## What to work on
Everything from the line containing "Detect red handwritten" through the last line of the material below is to be copied exactly, ends included.

## Records to process
● ● ● ●
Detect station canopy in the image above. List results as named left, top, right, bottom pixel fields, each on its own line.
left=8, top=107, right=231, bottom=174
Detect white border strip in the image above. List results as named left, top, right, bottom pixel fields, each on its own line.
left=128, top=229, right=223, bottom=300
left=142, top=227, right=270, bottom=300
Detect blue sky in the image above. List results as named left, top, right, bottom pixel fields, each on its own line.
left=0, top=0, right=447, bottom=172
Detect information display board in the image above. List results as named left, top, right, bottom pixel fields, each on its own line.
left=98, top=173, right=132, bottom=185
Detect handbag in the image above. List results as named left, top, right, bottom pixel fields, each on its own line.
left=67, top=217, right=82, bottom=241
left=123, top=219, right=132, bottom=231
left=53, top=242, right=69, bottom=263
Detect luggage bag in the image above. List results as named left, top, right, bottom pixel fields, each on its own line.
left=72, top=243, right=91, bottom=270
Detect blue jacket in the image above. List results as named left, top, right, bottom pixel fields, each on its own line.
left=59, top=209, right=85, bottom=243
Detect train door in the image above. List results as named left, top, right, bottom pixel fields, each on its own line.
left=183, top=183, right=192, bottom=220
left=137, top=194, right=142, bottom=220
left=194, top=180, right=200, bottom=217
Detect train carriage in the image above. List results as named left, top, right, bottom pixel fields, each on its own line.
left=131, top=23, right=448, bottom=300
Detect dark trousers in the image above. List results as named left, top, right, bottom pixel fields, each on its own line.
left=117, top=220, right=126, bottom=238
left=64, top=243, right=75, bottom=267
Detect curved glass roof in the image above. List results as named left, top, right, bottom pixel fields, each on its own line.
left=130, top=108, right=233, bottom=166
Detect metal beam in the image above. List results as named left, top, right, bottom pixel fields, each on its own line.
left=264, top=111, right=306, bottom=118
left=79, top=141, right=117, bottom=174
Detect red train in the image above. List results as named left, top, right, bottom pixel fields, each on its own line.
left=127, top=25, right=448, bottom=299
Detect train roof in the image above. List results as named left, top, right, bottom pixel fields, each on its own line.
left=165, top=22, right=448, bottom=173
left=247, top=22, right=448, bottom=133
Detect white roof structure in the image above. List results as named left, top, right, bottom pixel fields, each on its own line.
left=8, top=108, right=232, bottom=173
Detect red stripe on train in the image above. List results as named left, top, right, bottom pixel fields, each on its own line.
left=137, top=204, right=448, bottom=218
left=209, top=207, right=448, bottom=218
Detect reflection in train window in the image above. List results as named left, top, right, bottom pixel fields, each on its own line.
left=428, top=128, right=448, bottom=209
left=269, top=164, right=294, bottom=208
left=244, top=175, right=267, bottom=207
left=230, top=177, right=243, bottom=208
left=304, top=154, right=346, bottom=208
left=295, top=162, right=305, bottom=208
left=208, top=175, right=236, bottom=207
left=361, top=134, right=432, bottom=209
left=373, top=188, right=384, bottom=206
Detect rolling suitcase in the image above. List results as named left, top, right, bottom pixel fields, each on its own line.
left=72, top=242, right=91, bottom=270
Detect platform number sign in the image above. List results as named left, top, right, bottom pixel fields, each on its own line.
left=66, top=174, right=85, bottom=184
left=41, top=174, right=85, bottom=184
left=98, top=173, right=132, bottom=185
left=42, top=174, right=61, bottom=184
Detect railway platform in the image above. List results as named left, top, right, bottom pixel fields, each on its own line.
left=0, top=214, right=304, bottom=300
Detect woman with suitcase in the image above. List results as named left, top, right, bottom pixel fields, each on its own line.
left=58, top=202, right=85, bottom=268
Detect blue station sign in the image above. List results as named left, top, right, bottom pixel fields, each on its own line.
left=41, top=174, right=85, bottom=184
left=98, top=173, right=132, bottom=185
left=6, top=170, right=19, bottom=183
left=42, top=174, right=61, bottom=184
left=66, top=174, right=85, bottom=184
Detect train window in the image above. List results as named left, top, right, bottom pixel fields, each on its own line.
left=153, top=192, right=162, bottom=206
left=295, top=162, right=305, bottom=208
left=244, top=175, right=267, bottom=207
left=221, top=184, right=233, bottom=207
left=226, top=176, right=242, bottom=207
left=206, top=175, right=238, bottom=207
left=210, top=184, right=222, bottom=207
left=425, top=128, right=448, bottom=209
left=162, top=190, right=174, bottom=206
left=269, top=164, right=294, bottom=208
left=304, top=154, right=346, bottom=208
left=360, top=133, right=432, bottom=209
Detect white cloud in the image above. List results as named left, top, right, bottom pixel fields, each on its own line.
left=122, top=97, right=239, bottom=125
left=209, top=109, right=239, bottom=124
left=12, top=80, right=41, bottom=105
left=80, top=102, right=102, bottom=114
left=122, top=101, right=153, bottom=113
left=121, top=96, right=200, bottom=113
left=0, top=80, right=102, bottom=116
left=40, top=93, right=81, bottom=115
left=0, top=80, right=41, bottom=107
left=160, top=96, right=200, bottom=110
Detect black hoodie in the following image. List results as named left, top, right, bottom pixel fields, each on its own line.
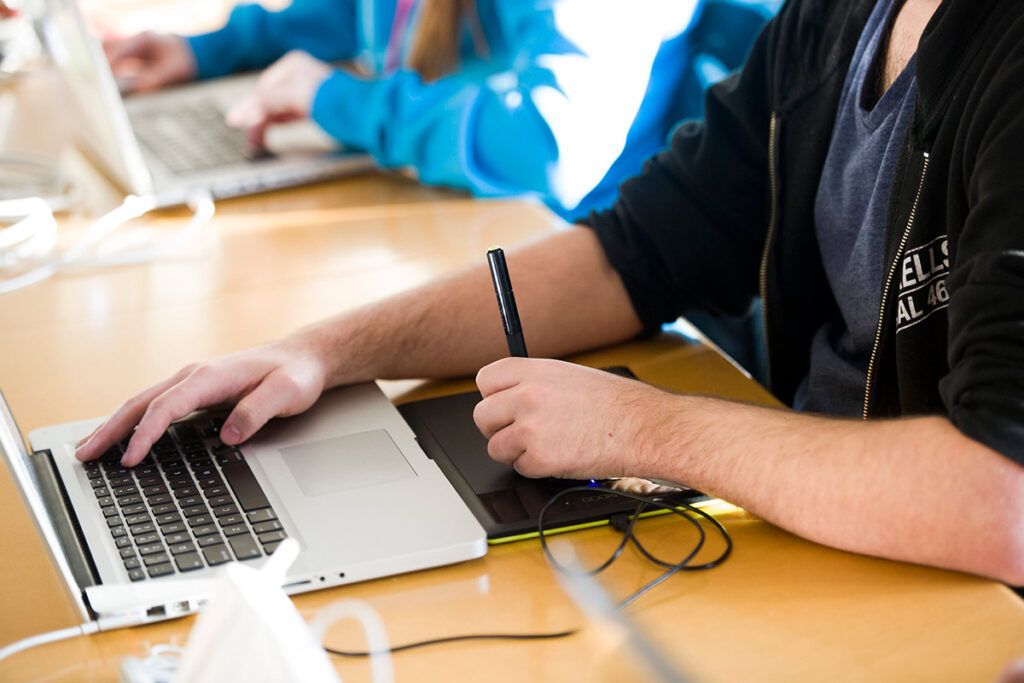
left=585, top=0, right=1024, bottom=464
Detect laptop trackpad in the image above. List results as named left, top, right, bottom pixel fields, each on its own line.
left=280, top=430, right=415, bottom=497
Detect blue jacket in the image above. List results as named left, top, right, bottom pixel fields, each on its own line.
left=187, top=0, right=779, bottom=218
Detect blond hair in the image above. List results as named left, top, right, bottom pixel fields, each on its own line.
left=406, top=0, right=489, bottom=82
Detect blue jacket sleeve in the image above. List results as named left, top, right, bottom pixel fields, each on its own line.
left=310, top=0, right=701, bottom=211
left=185, top=0, right=358, bottom=80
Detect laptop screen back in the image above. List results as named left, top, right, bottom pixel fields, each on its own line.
left=39, top=0, right=152, bottom=193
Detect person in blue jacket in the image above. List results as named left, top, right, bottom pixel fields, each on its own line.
left=104, top=0, right=778, bottom=219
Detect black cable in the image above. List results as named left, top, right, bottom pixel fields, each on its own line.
left=538, top=487, right=732, bottom=609
left=324, top=629, right=578, bottom=658
left=325, top=485, right=732, bottom=658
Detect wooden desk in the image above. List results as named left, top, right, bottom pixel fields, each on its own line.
left=2, top=172, right=1023, bottom=682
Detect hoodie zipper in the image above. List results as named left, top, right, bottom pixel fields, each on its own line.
left=861, top=151, right=931, bottom=419
left=758, top=112, right=780, bottom=393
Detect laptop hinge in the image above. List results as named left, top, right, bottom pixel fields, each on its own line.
left=30, top=449, right=101, bottom=615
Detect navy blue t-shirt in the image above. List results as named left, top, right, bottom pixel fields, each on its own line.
left=794, top=0, right=918, bottom=415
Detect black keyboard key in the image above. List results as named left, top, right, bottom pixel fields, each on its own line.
left=134, top=466, right=159, bottom=477
left=112, top=485, right=137, bottom=497
left=188, top=514, right=214, bottom=528
left=193, top=467, right=217, bottom=479
left=217, top=451, right=244, bottom=465
left=121, top=503, right=147, bottom=516
left=171, top=423, right=201, bottom=442
left=143, top=485, right=168, bottom=497
left=168, top=477, right=194, bottom=490
left=97, top=496, right=114, bottom=507
left=108, top=476, right=133, bottom=488
left=192, top=525, right=218, bottom=537
left=164, top=532, right=190, bottom=545
left=207, top=495, right=233, bottom=508
left=147, top=562, right=174, bottom=578
left=153, top=508, right=179, bottom=520
left=106, top=516, right=124, bottom=528
left=263, top=540, right=283, bottom=555
left=197, top=477, right=224, bottom=490
left=124, top=557, right=141, bottom=570
left=89, top=477, right=106, bottom=488
left=169, top=542, right=197, bottom=556
left=182, top=505, right=208, bottom=518
left=222, top=524, right=248, bottom=537
left=101, top=506, right=119, bottom=518
left=203, top=486, right=228, bottom=498
left=124, top=514, right=151, bottom=526
left=161, top=522, right=186, bottom=535
left=202, top=544, right=232, bottom=565
left=257, top=530, right=286, bottom=545
left=130, top=522, right=156, bottom=536
left=164, top=466, right=189, bottom=479
left=135, top=532, right=160, bottom=545
left=228, top=534, right=261, bottom=560
left=137, top=476, right=163, bottom=487
left=175, top=553, right=203, bottom=572
left=246, top=508, right=277, bottom=524
left=177, top=496, right=202, bottom=508
left=138, top=543, right=164, bottom=556
left=252, top=520, right=282, bottom=534
left=115, top=536, right=132, bottom=549
left=143, top=552, right=170, bottom=567
left=128, top=568, right=146, bottom=581
left=197, top=534, right=223, bottom=548
left=119, top=547, right=136, bottom=559
left=110, top=525, right=127, bottom=538
left=93, top=487, right=110, bottom=499
left=217, top=514, right=244, bottom=527
left=175, top=487, right=200, bottom=499
left=212, top=504, right=238, bottom=518
left=117, top=495, right=142, bottom=506
left=148, top=494, right=172, bottom=506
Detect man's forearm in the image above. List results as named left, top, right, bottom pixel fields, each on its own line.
left=297, top=226, right=644, bottom=387
left=646, top=397, right=1024, bottom=583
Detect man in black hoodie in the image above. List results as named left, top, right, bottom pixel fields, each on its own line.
left=78, top=0, right=1024, bottom=584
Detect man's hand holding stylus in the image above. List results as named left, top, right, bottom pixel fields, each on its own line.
left=473, top=357, right=677, bottom=481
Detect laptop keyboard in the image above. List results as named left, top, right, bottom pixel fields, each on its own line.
left=131, top=101, right=258, bottom=175
left=83, top=414, right=287, bottom=581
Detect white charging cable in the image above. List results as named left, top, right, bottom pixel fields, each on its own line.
left=0, top=191, right=214, bottom=294
left=309, top=599, right=394, bottom=683
left=0, top=621, right=99, bottom=664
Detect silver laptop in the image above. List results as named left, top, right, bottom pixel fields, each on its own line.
left=2, top=383, right=486, bottom=630
left=38, top=0, right=375, bottom=207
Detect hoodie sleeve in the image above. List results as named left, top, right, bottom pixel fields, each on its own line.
left=185, top=0, right=358, bottom=80
left=309, top=0, right=701, bottom=213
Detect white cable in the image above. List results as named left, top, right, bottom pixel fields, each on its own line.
left=309, top=599, right=394, bottom=683
left=0, top=191, right=214, bottom=294
left=0, top=622, right=99, bottom=663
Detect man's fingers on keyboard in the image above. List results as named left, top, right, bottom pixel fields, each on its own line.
left=75, top=372, right=187, bottom=462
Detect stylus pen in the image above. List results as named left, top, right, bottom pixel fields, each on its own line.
left=487, top=247, right=528, bottom=357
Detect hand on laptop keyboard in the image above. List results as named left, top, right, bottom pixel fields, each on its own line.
left=224, top=50, right=332, bottom=149
left=104, top=31, right=197, bottom=94
left=76, top=338, right=331, bottom=468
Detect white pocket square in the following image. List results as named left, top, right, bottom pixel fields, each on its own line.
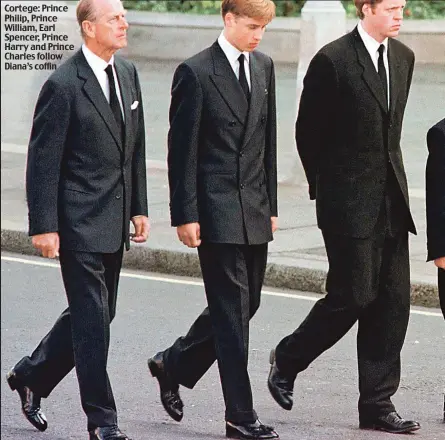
left=131, top=100, right=139, bottom=110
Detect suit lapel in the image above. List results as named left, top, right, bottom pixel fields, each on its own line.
left=114, top=58, right=133, bottom=155
left=210, top=42, right=248, bottom=125
left=75, top=50, right=124, bottom=153
left=241, top=53, right=266, bottom=148
left=352, top=28, right=388, bottom=114
left=388, top=40, right=401, bottom=121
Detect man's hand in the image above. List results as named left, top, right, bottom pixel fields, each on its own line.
left=434, top=256, right=445, bottom=269
left=32, top=232, right=60, bottom=258
left=177, top=222, right=201, bottom=248
left=131, top=216, right=150, bottom=243
left=271, top=216, right=278, bottom=234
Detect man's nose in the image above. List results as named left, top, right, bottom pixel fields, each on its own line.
left=120, top=17, right=129, bottom=29
left=254, top=29, right=264, bottom=41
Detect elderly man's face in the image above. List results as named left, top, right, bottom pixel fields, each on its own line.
left=89, top=0, right=128, bottom=52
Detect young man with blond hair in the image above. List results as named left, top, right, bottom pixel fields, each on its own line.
left=148, top=0, right=279, bottom=438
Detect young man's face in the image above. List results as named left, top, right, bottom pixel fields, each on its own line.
left=224, top=13, right=269, bottom=52
left=363, top=0, right=406, bottom=41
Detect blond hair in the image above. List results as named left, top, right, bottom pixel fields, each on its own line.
left=221, top=0, right=276, bottom=22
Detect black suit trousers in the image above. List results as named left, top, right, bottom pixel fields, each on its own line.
left=439, top=268, right=445, bottom=319
left=14, top=247, right=123, bottom=430
left=163, top=242, right=268, bottom=423
left=275, top=218, right=410, bottom=418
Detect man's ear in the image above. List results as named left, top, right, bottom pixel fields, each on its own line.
left=362, top=2, right=375, bottom=18
left=82, top=20, right=95, bottom=39
left=224, top=12, right=236, bottom=29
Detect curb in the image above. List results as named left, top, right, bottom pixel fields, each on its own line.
left=1, top=229, right=439, bottom=309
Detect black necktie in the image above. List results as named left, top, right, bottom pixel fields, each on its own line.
left=238, top=54, right=250, bottom=102
left=378, top=44, right=388, bottom=109
left=105, top=64, right=124, bottom=143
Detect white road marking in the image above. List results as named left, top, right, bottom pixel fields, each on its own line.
left=1, top=255, right=442, bottom=317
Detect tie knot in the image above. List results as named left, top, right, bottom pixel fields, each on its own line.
left=238, top=54, right=245, bottom=64
left=378, top=44, right=385, bottom=56
left=105, top=64, right=113, bottom=78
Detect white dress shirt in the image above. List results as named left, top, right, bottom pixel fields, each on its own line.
left=217, top=32, right=251, bottom=91
left=357, top=21, right=390, bottom=107
left=82, top=44, right=125, bottom=119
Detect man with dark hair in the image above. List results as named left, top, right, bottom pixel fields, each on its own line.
left=147, top=0, right=279, bottom=438
left=425, top=118, right=445, bottom=422
left=426, top=118, right=445, bottom=319
left=6, top=1, right=149, bottom=438
left=268, top=0, right=421, bottom=434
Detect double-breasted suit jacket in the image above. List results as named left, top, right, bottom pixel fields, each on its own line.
left=167, top=41, right=277, bottom=244
left=296, top=27, right=416, bottom=238
left=26, top=49, right=148, bottom=251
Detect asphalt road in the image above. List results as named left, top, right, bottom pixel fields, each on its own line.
left=1, top=253, right=444, bottom=440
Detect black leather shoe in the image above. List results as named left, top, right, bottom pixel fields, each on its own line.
left=267, top=349, right=293, bottom=411
left=148, top=351, right=184, bottom=422
left=89, top=425, right=131, bottom=439
left=360, top=412, right=420, bottom=434
left=6, top=369, right=48, bottom=432
left=226, top=419, right=279, bottom=439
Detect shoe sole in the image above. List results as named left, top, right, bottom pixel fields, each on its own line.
left=147, top=358, right=158, bottom=378
left=360, top=424, right=421, bottom=434
left=6, top=370, right=17, bottom=391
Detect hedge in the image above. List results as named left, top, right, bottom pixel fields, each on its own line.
left=123, top=1, right=445, bottom=19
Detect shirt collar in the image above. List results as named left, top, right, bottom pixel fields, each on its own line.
left=82, top=44, right=115, bottom=75
left=357, top=21, right=388, bottom=58
left=217, top=31, right=250, bottom=66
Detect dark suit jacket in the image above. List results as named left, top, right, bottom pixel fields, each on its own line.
left=167, top=41, right=277, bottom=245
left=296, top=27, right=416, bottom=238
left=426, top=118, right=445, bottom=261
left=26, top=49, right=148, bottom=253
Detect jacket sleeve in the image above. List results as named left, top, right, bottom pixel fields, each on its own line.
left=167, top=63, right=203, bottom=227
left=295, top=52, right=339, bottom=200
left=26, top=78, right=70, bottom=236
left=426, top=125, right=445, bottom=261
left=130, top=65, right=149, bottom=218
left=264, top=58, right=278, bottom=217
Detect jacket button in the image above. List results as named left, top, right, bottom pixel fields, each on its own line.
left=115, top=194, right=121, bottom=199
left=229, top=121, right=236, bottom=127
left=261, top=116, right=266, bottom=123
left=240, top=184, right=245, bottom=189
left=239, top=151, right=244, bottom=157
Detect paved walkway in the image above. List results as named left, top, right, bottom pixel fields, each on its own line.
left=1, top=61, right=444, bottom=306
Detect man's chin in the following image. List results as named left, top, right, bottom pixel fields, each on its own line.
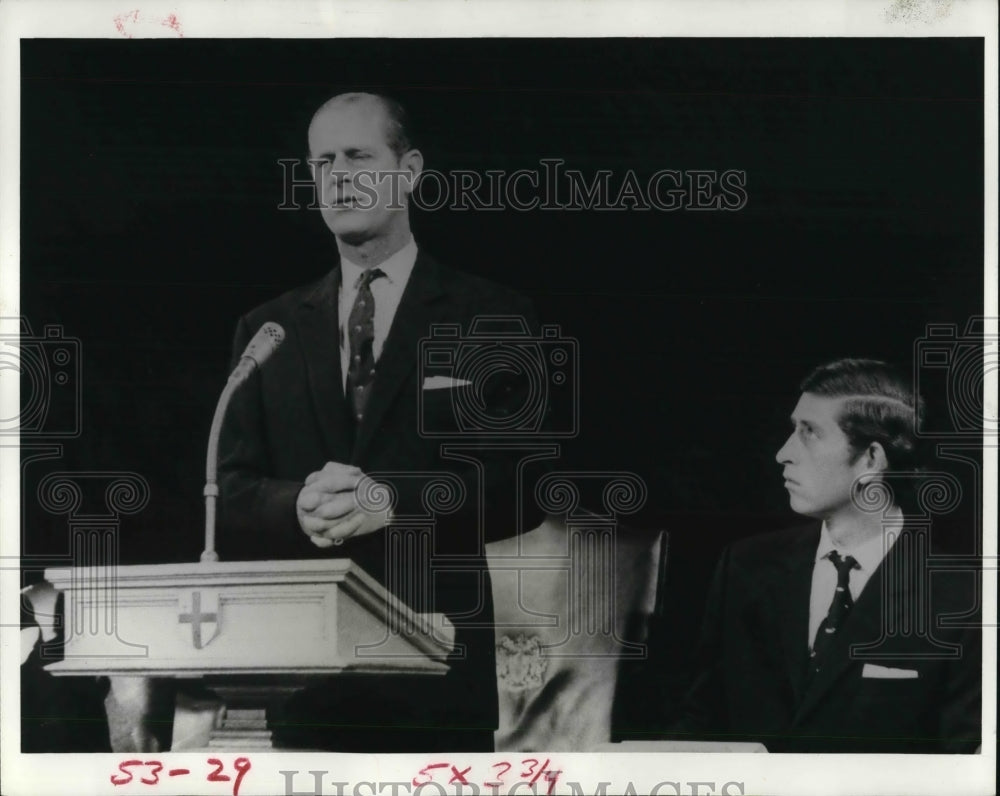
left=334, top=228, right=375, bottom=247
left=787, top=496, right=820, bottom=518
left=322, top=215, right=375, bottom=246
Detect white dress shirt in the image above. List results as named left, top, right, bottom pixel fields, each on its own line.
left=338, top=237, right=418, bottom=391
left=807, top=512, right=902, bottom=649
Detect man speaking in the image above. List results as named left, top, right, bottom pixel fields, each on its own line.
left=217, top=92, right=545, bottom=751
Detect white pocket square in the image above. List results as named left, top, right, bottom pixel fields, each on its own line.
left=862, top=663, right=919, bottom=679
left=422, top=376, right=472, bottom=390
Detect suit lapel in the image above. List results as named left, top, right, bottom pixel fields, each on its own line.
left=351, top=252, right=448, bottom=461
left=293, top=266, right=353, bottom=461
left=767, top=524, right=821, bottom=706
left=793, top=524, right=915, bottom=722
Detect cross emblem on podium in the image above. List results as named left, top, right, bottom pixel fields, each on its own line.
left=178, top=591, right=218, bottom=649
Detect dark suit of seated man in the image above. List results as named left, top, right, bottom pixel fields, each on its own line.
left=218, top=92, right=547, bottom=752
left=666, top=358, right=981, bottom=753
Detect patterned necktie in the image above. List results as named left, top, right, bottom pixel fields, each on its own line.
left=345, top=267, right=385, bottom=425
left=809, top=550, right=860, bottom=672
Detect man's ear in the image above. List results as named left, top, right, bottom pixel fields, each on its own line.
left=398, top=148, right=424, bottom=193
left=857, top=441, right=889, bottom=482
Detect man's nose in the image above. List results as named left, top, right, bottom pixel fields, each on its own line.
left=775, top=434, right=794, bottom=464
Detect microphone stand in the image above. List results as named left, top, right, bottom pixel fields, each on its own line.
left=200, top=322, right=284, bottom=563
left=201, top=375, right=243, bottom=563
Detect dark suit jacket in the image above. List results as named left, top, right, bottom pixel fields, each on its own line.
left=217, top=251, right=547, bottom=751
left=671, top=522, right=981, bottom=753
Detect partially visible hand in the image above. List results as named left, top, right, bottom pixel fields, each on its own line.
left=296, top=462, right=390, bottom=547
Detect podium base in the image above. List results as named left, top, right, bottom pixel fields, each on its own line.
left=203, top=678, right=306, bottom=751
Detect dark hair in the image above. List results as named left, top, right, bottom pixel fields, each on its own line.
left=313, top=92, right=414, bottom=157
left=800, top=358, right=925, bottom=510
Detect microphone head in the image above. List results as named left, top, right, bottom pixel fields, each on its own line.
left=240, top=321, right=286, bottom=368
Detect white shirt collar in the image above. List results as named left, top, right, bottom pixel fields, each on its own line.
left=340, top=236, right=418, bottom=289
left=816, top=511, right=902, bottom=573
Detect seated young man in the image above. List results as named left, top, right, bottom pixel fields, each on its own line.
left=668, top=358, right=981, bottom=753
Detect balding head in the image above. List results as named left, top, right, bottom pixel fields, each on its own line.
left=310, top=92, right=413, bottom=157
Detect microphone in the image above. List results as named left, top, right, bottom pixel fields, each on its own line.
left=229, top=321, right=285, bottom=384
left=201, top=322, right=286, bottom=563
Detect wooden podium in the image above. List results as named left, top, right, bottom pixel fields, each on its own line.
left=43, top=559, right=454, bottom=749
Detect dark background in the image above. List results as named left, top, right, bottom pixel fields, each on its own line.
left=18, top=39, right=985, bottom=692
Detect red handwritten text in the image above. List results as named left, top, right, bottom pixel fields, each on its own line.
left=413, top=759, right=562, bottom=795
left=110, top=757, right=250, bottom=796
left=112, top=9, right=184, bottom=38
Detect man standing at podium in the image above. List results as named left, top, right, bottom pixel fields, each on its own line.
left=218, top=92, right=545, bottom=751
left=669, top=358, right=981, bottom=752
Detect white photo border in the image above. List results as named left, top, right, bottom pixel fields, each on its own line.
left=1, top=1, right=996, bottom=795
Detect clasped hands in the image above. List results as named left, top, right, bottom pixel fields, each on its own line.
left=296, top=461, right=391, bottom=548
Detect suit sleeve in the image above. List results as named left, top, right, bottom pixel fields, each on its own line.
left=669, top=546, right=731, bottom=738
left=217, top=315, right=314, bottom=561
● ● ● ●
## Solved problem
Detect red handwritten text in the image above. List results as named left, top, right, bottom pixel fields, each on its own line.
left=413, top=759, right=562, bottom=795
left=110, top=757, right=250, bottom=796
left=112, top=9, right=184, bottom=38
Detect man standing at podium in the image above. List results as named left, top, right, bottom pixel fields, each on its own line.
left=218, top=92, right=545, bottom=751
left=669, top=358, right=981, bottom=752
Detect white photo border in the image above. List results as named left, top, right, bottom pixel fields, each on its own line.
left=1, top=1, right=996, bottom=795
Detect clasped hands in the image above. List results as named left, top, right, bottom pixel fields, each on its own line.
left=296, top=461, right=391, bottom=548
Detect suit sleeve in the image above. List results as named left, top, right, bottom pixel fields, each on its own line.
left=669, top=546, right=731, bottom=738
left=217, top=315, right=314, bottom=561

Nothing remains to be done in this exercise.